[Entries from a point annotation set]
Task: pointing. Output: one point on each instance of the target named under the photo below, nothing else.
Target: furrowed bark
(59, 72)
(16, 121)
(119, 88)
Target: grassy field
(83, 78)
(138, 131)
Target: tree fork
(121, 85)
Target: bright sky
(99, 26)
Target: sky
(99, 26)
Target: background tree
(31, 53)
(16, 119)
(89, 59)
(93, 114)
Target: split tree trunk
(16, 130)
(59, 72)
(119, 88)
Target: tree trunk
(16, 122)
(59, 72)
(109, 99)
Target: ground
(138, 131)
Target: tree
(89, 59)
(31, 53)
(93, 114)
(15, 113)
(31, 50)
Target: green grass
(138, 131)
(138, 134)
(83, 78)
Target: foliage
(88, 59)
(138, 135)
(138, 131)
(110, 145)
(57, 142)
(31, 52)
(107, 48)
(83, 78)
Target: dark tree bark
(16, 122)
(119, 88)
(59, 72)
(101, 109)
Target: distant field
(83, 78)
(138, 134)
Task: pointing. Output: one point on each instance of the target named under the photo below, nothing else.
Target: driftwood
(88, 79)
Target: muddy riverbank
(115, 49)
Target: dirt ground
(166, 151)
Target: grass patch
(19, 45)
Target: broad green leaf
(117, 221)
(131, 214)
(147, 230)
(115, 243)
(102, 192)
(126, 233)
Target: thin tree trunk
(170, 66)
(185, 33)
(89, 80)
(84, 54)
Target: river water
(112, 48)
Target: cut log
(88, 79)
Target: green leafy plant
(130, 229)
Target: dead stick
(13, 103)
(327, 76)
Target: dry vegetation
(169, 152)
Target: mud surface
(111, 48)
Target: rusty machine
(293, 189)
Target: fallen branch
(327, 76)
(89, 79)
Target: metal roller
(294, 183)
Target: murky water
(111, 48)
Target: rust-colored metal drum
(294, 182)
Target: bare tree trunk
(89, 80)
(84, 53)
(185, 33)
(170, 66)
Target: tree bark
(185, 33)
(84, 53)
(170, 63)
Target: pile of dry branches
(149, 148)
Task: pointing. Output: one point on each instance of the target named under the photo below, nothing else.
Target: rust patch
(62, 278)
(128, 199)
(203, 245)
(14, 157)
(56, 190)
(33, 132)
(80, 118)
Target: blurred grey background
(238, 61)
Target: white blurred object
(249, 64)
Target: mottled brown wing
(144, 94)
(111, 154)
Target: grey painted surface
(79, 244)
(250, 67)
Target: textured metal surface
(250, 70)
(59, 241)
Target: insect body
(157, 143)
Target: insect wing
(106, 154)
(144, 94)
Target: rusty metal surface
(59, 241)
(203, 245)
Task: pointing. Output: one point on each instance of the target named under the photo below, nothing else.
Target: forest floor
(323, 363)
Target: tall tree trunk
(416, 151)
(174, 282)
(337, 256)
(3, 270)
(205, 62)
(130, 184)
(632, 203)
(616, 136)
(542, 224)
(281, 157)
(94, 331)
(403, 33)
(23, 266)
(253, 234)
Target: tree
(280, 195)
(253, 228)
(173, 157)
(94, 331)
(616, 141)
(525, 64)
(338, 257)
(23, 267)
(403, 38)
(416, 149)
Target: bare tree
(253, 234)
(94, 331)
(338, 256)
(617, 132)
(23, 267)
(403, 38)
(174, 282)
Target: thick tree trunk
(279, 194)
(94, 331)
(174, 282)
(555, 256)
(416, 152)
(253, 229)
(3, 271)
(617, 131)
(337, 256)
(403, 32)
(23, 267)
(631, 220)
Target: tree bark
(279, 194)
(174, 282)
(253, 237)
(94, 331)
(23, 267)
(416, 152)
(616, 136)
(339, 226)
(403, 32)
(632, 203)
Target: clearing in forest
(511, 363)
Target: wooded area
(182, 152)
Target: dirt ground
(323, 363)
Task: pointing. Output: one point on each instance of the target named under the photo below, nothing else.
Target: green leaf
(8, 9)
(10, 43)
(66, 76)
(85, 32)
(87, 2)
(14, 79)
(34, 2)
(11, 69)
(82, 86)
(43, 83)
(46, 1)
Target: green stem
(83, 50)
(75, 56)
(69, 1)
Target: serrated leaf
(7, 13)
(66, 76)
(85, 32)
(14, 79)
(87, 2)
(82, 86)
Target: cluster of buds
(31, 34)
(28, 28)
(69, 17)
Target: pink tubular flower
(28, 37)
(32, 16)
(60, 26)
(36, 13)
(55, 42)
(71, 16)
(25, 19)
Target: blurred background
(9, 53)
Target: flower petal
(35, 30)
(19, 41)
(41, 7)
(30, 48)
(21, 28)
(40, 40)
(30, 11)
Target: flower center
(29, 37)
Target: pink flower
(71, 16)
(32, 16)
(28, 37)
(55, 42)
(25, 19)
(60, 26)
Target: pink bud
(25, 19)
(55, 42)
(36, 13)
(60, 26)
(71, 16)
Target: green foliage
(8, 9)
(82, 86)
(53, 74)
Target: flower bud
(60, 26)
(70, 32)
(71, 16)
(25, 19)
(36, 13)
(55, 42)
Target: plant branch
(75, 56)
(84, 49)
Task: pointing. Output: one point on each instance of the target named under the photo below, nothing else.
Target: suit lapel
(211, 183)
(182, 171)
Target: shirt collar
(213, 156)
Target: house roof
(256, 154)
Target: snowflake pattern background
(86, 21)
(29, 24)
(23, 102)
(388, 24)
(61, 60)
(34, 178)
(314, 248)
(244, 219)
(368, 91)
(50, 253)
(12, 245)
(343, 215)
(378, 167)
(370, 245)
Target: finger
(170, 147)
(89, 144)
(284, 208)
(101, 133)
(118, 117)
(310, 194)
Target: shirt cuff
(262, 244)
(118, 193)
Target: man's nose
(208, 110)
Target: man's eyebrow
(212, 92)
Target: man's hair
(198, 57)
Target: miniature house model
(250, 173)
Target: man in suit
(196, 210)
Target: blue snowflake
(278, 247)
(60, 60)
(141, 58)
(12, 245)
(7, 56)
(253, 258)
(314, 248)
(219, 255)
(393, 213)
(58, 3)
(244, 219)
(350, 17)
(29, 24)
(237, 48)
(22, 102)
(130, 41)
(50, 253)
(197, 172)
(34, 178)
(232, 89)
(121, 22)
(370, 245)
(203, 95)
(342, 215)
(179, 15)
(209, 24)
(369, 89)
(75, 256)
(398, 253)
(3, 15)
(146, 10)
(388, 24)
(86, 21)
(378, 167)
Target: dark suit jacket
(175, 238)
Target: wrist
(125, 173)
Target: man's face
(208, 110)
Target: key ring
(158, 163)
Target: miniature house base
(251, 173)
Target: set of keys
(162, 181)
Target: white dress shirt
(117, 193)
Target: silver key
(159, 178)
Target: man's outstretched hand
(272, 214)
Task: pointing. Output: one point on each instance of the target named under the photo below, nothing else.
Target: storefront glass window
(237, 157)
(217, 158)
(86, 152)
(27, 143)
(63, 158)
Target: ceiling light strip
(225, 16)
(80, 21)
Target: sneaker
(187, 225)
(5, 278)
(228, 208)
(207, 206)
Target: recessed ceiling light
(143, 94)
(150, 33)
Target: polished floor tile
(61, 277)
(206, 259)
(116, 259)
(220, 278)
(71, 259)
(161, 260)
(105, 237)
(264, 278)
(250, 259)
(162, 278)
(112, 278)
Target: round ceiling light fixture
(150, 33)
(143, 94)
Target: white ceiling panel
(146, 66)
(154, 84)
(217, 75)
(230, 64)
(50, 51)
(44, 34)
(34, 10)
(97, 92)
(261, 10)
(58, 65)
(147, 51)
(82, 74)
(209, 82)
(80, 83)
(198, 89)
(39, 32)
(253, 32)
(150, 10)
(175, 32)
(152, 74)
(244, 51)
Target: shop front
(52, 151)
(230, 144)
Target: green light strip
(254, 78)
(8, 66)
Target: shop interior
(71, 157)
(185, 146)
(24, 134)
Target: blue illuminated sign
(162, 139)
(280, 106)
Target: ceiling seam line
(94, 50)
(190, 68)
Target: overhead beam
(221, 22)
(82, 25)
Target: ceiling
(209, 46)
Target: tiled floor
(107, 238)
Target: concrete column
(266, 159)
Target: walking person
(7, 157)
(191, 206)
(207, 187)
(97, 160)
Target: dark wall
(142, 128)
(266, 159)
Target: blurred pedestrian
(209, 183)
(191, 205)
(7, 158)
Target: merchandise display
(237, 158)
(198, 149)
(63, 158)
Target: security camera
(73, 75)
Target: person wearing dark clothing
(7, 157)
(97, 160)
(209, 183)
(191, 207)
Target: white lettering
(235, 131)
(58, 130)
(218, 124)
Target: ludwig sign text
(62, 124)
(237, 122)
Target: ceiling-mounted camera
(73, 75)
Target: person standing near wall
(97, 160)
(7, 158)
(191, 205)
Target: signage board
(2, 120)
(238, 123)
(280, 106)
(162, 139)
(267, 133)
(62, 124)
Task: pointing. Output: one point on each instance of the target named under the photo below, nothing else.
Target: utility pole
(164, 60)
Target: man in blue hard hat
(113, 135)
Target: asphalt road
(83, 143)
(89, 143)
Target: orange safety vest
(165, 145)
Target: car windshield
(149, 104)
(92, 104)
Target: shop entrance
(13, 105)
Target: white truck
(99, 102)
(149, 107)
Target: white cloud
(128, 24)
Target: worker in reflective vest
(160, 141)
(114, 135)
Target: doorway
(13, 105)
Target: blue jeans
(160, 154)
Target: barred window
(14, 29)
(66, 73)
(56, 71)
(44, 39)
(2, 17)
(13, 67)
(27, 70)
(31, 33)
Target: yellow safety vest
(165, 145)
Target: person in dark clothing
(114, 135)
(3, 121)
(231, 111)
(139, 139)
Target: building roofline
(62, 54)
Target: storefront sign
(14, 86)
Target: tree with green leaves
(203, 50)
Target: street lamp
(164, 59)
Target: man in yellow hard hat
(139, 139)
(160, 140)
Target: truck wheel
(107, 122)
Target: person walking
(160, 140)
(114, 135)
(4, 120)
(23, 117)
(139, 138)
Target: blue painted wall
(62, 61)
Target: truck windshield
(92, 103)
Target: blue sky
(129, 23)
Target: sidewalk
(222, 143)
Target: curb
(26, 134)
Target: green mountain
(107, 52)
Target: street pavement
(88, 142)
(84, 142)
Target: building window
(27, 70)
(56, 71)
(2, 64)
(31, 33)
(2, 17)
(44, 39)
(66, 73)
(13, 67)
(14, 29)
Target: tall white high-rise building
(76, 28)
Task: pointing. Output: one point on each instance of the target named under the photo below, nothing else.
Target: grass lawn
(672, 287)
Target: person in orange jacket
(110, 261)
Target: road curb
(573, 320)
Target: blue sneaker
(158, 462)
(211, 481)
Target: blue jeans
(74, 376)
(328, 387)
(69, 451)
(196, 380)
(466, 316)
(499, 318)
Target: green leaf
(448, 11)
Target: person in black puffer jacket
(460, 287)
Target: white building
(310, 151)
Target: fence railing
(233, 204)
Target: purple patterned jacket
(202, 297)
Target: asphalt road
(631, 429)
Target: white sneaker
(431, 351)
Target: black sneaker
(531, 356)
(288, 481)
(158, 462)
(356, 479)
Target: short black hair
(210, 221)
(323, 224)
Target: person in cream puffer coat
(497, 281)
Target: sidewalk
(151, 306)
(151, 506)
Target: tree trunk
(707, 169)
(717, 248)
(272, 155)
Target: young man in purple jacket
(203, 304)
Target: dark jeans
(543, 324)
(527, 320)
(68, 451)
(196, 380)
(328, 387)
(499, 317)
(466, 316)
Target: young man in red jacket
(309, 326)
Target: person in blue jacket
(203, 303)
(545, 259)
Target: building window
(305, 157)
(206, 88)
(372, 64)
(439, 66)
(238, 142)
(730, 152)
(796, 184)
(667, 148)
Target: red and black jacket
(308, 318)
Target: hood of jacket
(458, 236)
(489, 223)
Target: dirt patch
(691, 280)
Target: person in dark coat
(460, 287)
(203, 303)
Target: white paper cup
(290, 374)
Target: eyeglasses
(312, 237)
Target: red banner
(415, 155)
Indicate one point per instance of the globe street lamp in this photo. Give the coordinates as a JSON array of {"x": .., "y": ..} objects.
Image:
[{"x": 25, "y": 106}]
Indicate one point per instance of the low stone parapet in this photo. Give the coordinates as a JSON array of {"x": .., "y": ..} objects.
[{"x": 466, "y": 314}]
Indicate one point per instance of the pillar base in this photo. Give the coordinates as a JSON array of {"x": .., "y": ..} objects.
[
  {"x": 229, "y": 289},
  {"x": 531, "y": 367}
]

_GIVEN EXERCISE_: Repeat only the stretch of lines starting at the one containing "Target: red and black jacket" and running to the final line of the entries above.

_REPLY TO THE EXERCISE_:
Target: red and black jacket
(308, 318)
Target: hood of jacket
(458, 236)
(489, 223)
Target: dirt patch
(691, 280)
Target: person in dark coat
(460, 287)
(203, 303)
Target: white paper cup
(290, 374)
Target: eyeglasses
(312, 237)
Target: red banner
(415, 155)
Indicate one point per instance of the globe street lamp in this photo. Give the coordinates as a JSON array of {"x": .., "y": ..} objects.
Image:
[{"x": 25, "y": 106}]
Indicate one point per instance of the low stone parapet in this photo. Give the coordinates as a JSON array of {"x": .., "y": ..} objects.
[{"x": 466, "y": 314}]
Indicate one point per instance of the pillar base in this photo. Give the coordinates as a JSON array of {"x": .., "y": ..} objects.
[
  {"x": 229, "y": 289},
  {"x": 531, "y": 367}
]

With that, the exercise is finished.